Information provided Block Start

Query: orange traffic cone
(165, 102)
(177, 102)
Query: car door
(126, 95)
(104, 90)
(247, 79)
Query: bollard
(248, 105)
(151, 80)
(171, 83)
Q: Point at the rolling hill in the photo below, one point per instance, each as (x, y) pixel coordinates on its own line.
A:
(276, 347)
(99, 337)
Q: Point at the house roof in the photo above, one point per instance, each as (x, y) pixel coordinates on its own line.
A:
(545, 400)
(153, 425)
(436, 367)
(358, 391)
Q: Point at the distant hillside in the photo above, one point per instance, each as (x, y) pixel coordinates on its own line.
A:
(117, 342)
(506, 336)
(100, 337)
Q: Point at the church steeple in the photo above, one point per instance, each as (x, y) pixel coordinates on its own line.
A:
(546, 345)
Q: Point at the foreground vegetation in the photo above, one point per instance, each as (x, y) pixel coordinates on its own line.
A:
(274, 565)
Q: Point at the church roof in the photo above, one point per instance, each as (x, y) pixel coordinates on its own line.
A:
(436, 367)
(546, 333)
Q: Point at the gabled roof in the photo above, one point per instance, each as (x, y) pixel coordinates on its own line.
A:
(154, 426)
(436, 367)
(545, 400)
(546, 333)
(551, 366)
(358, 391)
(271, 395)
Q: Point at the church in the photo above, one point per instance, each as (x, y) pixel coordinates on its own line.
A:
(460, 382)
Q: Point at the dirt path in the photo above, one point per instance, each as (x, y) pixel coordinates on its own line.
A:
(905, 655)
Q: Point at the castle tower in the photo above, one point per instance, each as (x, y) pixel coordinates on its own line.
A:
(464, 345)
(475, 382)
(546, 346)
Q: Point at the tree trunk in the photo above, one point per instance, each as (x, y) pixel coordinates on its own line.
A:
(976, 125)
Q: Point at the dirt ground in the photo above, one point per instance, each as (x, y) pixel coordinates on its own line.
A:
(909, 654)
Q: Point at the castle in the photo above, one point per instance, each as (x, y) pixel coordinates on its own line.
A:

Information provided Block End

:: What you need to do ::
Copy every line of the records, leaving nothing out.

:: Completed exercise ::
Query: orange traffic cone
(165, 102)
(177, 102)
Query: car door
(126, 95)
(104, 90)
(247, 79)
Query: bollard
(248, 105)
(151, 80)
(171, 83)
Q: Point at the rolling hill in the photo below, one point per instance, each as (x, y) pixel coordinates on its own line.
A:
(276, 347)
(99, 337)
Q: Point at the house roof in the photo above, one point per instance, each as (x, y) pixel coordinates on its own line.
A:
(545, 400)
(153, 425)
(436, 367)
(358, 391)
Q: Point at the distant hillside in the photo above, one point per instance, each as (x, y) pixel coordinates on its own line.
A:
(117, 342)
(506, 336)
(100, 337)
Q: Point at the church steeple in the photo above, one point per instance, each as (x, y) pixel coordinates on its own line.
A:
(546, 345)
Q: Point at the foreground vegetation in the photo above, one point per instance, each as (x, y) pixel coordinates on its own line.
A:
(274, 565)
Q: Point at the church roof in the photo above, one point per instance, each as (x, y) pixel coordinates on its own line.
A:
(436, 367)
(546, 333)
Q: Point at the gabled roof in the photo above, one point per instance, each as (x, y) pixel coordinates on its own line.
A:
(154, 426)
(436, 367)
(545, 400)
(546, 333)
(551, 366)
(358, 391)
(271, 395)
Q: Point at the church in the photo above, one point per instance, each as (x, y) pixel coordinates on its own line.
A:
(460, 382)
Q: Point at the dirt path in the photo above, one point per instance, each as (x, y) pixel coordinates on its own line.
A:
(905, 655)
Q: Point at the castle tower in the photo above, one point per instance, each as (x, y) pixel coordinates on its own line.
A:
(464, 345)
(475, 382)
(546, 346)
Q: Point at the tree trunk in the photo above, one point per instance, each as (x, y) pixel coordinates on its own line.
A:
(976, 125)
Q: Point at the dirt ground in the photo above, one point per instance, each as (x, y) pixel coordinates on its own line.
A:
(909, 654)
Q: Point at the castle in the photo above, one point per instance, each as (x, y) pixel coordinates on its own line.
A:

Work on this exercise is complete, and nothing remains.